EXERCISE
Faithfully return all lines, omitting every embedded picture.

--- BEGIN MATERIAL FOR THE TASK ---

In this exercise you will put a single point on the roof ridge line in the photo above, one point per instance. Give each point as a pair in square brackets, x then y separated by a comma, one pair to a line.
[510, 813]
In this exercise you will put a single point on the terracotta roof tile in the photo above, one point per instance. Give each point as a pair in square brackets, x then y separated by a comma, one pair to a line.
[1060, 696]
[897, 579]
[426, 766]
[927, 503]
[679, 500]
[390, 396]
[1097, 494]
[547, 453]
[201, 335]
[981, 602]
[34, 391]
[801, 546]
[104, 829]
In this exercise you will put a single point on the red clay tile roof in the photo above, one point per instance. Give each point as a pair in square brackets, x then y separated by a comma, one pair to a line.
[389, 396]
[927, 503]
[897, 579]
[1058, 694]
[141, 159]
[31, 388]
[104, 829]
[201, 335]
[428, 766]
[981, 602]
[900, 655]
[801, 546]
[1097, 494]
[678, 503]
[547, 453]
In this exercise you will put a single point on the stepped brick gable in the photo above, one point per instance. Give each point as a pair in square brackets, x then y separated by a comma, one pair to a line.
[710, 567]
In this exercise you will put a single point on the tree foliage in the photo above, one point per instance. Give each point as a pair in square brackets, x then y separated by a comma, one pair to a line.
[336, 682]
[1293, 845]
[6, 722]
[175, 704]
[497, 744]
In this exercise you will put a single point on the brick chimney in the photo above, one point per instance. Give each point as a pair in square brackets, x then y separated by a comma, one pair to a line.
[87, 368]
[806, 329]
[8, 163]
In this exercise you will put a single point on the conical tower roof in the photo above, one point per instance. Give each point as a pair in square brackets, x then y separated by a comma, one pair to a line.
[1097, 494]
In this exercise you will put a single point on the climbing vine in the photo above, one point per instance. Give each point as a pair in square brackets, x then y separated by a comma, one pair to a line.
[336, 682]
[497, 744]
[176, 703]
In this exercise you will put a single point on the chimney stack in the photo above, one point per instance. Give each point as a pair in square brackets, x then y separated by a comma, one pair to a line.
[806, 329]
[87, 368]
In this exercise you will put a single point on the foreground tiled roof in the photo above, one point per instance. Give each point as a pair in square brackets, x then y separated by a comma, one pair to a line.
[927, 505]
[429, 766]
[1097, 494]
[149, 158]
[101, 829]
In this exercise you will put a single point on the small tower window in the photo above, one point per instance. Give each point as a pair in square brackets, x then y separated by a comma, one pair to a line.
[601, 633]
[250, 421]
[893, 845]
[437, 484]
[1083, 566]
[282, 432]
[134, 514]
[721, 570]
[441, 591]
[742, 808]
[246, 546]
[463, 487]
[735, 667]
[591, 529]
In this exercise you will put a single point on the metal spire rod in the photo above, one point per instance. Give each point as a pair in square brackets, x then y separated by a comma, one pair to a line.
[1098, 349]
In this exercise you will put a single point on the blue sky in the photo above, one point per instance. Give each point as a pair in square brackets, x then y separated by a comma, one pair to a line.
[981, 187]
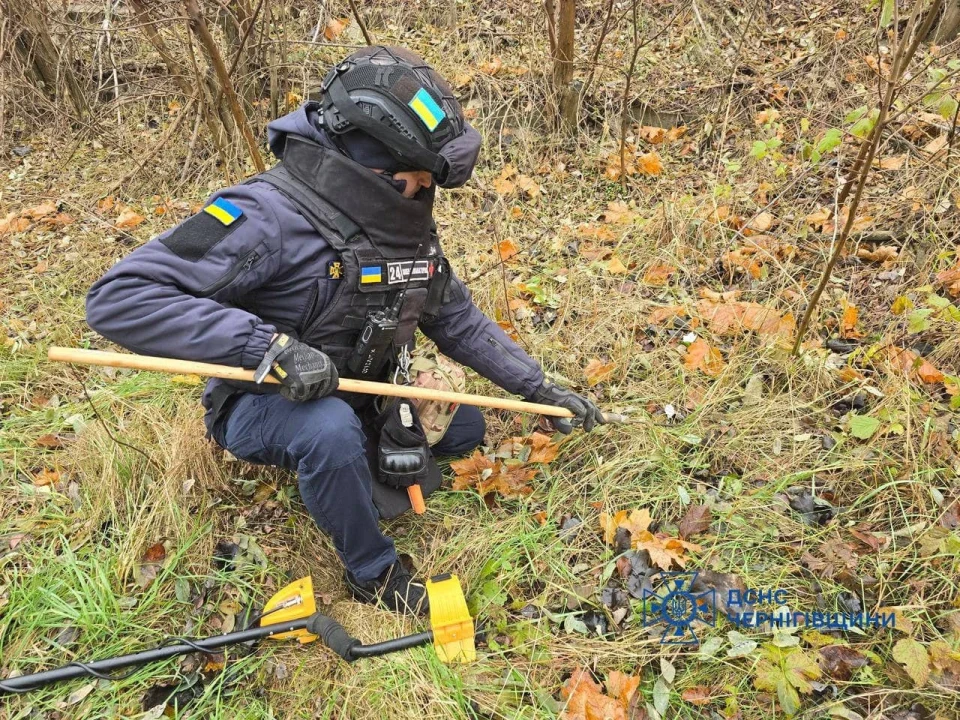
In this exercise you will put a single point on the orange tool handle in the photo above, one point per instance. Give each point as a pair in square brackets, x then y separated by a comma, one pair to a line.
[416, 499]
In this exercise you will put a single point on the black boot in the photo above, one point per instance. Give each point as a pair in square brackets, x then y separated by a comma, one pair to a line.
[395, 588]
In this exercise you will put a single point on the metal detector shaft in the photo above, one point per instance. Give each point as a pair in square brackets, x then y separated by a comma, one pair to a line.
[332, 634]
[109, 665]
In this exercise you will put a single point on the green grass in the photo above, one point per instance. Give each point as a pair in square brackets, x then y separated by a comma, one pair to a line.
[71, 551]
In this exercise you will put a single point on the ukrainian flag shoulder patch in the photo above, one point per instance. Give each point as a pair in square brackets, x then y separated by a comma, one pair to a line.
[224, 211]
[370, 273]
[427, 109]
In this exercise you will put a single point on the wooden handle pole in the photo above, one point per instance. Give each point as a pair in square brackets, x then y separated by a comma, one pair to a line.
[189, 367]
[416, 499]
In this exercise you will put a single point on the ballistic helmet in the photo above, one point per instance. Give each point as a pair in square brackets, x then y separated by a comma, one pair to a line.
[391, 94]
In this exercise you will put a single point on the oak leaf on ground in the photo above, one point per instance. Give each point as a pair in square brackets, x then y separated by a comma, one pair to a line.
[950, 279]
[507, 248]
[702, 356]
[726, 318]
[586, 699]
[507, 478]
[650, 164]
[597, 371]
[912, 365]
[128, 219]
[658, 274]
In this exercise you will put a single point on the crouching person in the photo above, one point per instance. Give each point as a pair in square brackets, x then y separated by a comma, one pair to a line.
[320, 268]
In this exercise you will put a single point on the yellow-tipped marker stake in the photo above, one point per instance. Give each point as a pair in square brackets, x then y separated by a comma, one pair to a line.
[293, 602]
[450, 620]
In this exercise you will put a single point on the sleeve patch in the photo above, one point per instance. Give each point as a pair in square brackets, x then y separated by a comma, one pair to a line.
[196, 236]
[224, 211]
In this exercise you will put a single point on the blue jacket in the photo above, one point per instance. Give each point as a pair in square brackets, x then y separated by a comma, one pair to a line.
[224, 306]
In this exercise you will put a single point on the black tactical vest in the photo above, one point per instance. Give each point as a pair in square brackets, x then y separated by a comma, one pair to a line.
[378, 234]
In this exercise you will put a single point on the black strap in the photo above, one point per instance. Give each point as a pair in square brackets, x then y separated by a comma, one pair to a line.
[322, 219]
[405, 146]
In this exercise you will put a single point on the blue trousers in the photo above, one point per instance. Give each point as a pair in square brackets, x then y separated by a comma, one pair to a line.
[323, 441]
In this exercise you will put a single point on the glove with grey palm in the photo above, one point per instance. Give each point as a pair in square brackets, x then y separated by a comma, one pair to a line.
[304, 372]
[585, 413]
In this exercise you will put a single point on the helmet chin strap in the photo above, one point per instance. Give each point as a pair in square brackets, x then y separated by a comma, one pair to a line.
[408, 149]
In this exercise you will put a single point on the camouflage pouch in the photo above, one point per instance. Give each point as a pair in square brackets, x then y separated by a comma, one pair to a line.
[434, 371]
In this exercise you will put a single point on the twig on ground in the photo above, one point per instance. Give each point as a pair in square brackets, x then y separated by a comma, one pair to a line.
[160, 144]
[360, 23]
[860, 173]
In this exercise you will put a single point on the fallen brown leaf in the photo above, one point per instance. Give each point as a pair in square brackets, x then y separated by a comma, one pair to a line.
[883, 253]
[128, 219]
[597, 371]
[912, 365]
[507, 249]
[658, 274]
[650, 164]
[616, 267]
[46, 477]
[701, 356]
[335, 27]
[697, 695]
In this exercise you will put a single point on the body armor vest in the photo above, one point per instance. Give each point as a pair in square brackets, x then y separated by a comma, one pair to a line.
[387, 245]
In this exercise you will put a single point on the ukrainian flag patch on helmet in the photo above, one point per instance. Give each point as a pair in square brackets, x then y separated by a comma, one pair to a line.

--- END MATERIAL FOR THE TASK ---

RESULT
In this exercise you will put a single point on the roof ridge line in the photo above, one point per instance. Give each point as a pair in square brackets, x then y separated by a comma, one pair to a line.
[510, 813]
In this exercise you will put a single point on the terracotta roof tile in the photo above, one point per instance. Give each point as a pair in square brackets, x then y separated by a comma, one pair to a line.
[1060, 696]
[897, 579]
[426, 766]
[927, 503]
[679, 500]
[390, 396]
[1097, 494]
[547, 453]
[201, 335]
[981, 602]
[34, 391]
[801, 546]
[104, 829]
In this exercise you will put a single point on the red clay tile roof in the photo above, one point per instance. Give each point as a pair in square brackets, x then y separated by a comma, one pair to a line.
[389, 396]
[927, 503]
[897, 579]
[1058, 694]
[141, 159]
[31, 388]
[104, 829]
[201, 335]
[428, 766]
[981, 602]
[900, 655]
[801, 546]
[1097, 494]
[678, 503]
[547, 453]
In this exercise you will put a single point on the stepped brick gable in the photo above, one point per instance. Give each point as a pair in square brackets, x then y separated by a comma, one pair to a line.
[710, 567]
In this exercise you will put a single point on the tree foliage in the photo above, one point per instance. Give each point as a pair in square brackets, x then y separated by a comma, one pair to a line.
[336, 682]
[1293, 845]
[6, 722]
[175, 704]
[497, 744]
In this exercise you will put a single point on the brick chimney in the photo above, one point per instance. Give each point as a pair in square brackets, x then y separated by a comma, one pair to a line.
[87, 368]
[806, 329]
[8, 163]
In this exercise you will put a single point on the conical tower roof in the photo above, one point per instance. Give each point as a pair in square brackets, x then y separated by a comma, one pair to a line.
[1097, 494]
In this exercise you will put a single point on the climbing vine in the photo above, one point per instance. Give each point as a pair in square brackets, x then y separated by a comma, one pair to a line.
[336, 682]
[497, 744]
[176, 703]
In this exercise you will put a single point on the chimney stack in the photo above, one point per instance. Give each point as a pair in square brackets, x then y separated by a comma, one pair to a line.
[806, 329]
[87, 368]
In this exercise you will put a single point on the foreground tiled roof in the photo above, one point per instance. Give each point as a pair in square brackets, x then y separated by a comma, one pair to a line.
[927, 505]
[429, 766]
[1097, 494]
[149, 158]
[101, 829]
In this exercise you will put a single point on the small tower window in the photo above, one point per instance. Give each point as a pair in square brackets, x then y separated by a comma, one pair to a line.
[601, 633]
[250, 421]
[893, 845]
[437, 484]
[1083, 566]
[282, 432]
[134, 514]
[721, 570]
[441, 591]
[742, 808]
[246, 546]
[463, 487]
[735, 667]
[591, 529]
In this exercise you will put a single point on the metal spire rod in the photo above, one point per instance. Give each point as a pair in square brackets, x then y separated by a comma, one pair to a line.
[1098, 349]
In this exercise you will put a single point on the blue sky in the photo above, one point per instance. Give each point as a pair in square brackets, x then y separated by a comma, one pair to a line.
[981, 187]
In this exercise you will put a single point on the orange tool handle in the photo above, one point per instance. Give each point as a pair in square brackets, x then y separated by a comma, one pair to a line.
[416, 499]
In this exercise you will put a single point on the black boot in the photo above, one point per instance. Give each point as a pair in square brackets, x then y separated by a comma, one pair to a line.
[395, 588]
In this exercise you will put a single point on the metal detector shaft in the photo above, one point per instance. Give each point as a pair in square brackets, x then y separated by a comma, one pair to a line.
[332, 634]
[109, 665]
In this exercise you will put a single point on the green grass in the photo above, one point per instance. Give each point as a pair in square brackets, x then y separated by a comma, one pair to a line.
[71, 551]
In this exercise you will put a single point on the ukrainian flag shoulder patch in the photo above, one point per instance. Give each point as a pair in square brackets, x then y separated by a comma, one pair to a line.
[224, 211]
[370, 273]
[427, 109]
In this exercise you will put a single point on the wooden handle pole in the photo above, one point per instance. Give each point as a pair in square brackets, x then y separated by a comma, one pair to a line.
[189, 367]
[416, 499]
In this exercise you will put a single point on the ballistic helmet in the photo above, one point per instance. Give each point as a pair in square brackets, x then y separated by a comma, one pair to a line.
[391, 94]
In this exercise you will put a single point on the oak leaf on ground in the photo above, one point per instance. Give each point as a pair in square brackets, x then y separated by a comma, one pair to a line.
[950, 279]
[507, 248]
[702, 356]
[726, 318]
[586, 699]
[507, 478]
[650, 164]
[597, 371]
[912, 365]
[128, 219]
[658, 274]
In this exercise you will put a single point on the crouching person in the photo above, one point per instance. Give each point as a pair in square brackets, x then y separated by a comma, one pair to a line.
[320, 268]
In this exercise you will put a single point on the yellow-tipped marker stake in the photo above, one point per instance. Give each point as a pair in square brackets, x then y separated by a comma, one pair to a line.
[293, 602]
[450, 620]
In this exercise you will put a single point on the sleeve patch in the photo above, one point per instance. Give each point as a pair in square brackets, x then y separated by a comma, one pair to a line.
[196, 236]
[224, 211]
In this exercise you will put a single point on the blue jacket in the photo above, one point per instance. Give each point as a pair in square brackets, x then y separated by a comma, one pair to a line.
[224, 306]
In this exercise you will put a single point on the black tactical vest in the photo above, one point per instance. Give each point as a pair in square brackets, x then y separated by a comma, one pair to a line.
[378, 234]
In this exercise you will put a single point on the black strap in the photo above, one point per instance. Give each point as a pair in square brackets, x then y separated by a comma, one pair to a line.
[322, 219]
[405, 146]
In this exercise you will put a single point on the blue trousers in the photo above, one point per instance. Give each point as a pair in square brackets, x then y separated by a comma, one pair to a line.
[323, 441]
In this exercise you will put a single point on the glove with grey palm in the photo above, one point per instance. Give each point as a pair in square brackets, x then y separated by a comma, one pair to a line.
[304, 372]
[585, 413]
In this exercise you will put a single point on the helmet chin strap in the photo above, one point per instance. Give each point as a pair in square brackets, x then y separated by a comma, one pair to a line.
[408, 149]
In this exercise you will put a single point on the camouflage pouch in the photo above, one point per instance. Give each point as a pair in square brackets, x then y separated by a comma, one pair to a line.
[434, 371]
In this exercise you will put a single point on the twig on ground in the photo above, one point per instance. Give each point as a pair in square brackets, x then y separated by a comma, one pair to a line.
[160, 144]
[360, 23]
[860, 173]
In this exercise you will put a single point on the fallen brown leaf in the photo above, one point per instance. Give each point as a pair in square brackets, x then y separated by a comma, one pair to a line.
[883, 253]
[128, 219]
[597, 371]
[912, 365]
[507, 249]
[658, 274]
[650, 164]
[616, 267]
[46, 477]
[701, 356]
[335, 27]
[697, 695]
In this exercise you will put a single point on the body armor vest in the photo above, one point per instance. Give each point as a pair in square brackets, x then y separated by a comma, one pair to a line.
[387, 245]
In this exercise you will put a single point on the ukrainian flag patch on helmet in the photo above, one point per instance. Give each point as a pair in square brackets, x then y separated by a comma, one pair to a line.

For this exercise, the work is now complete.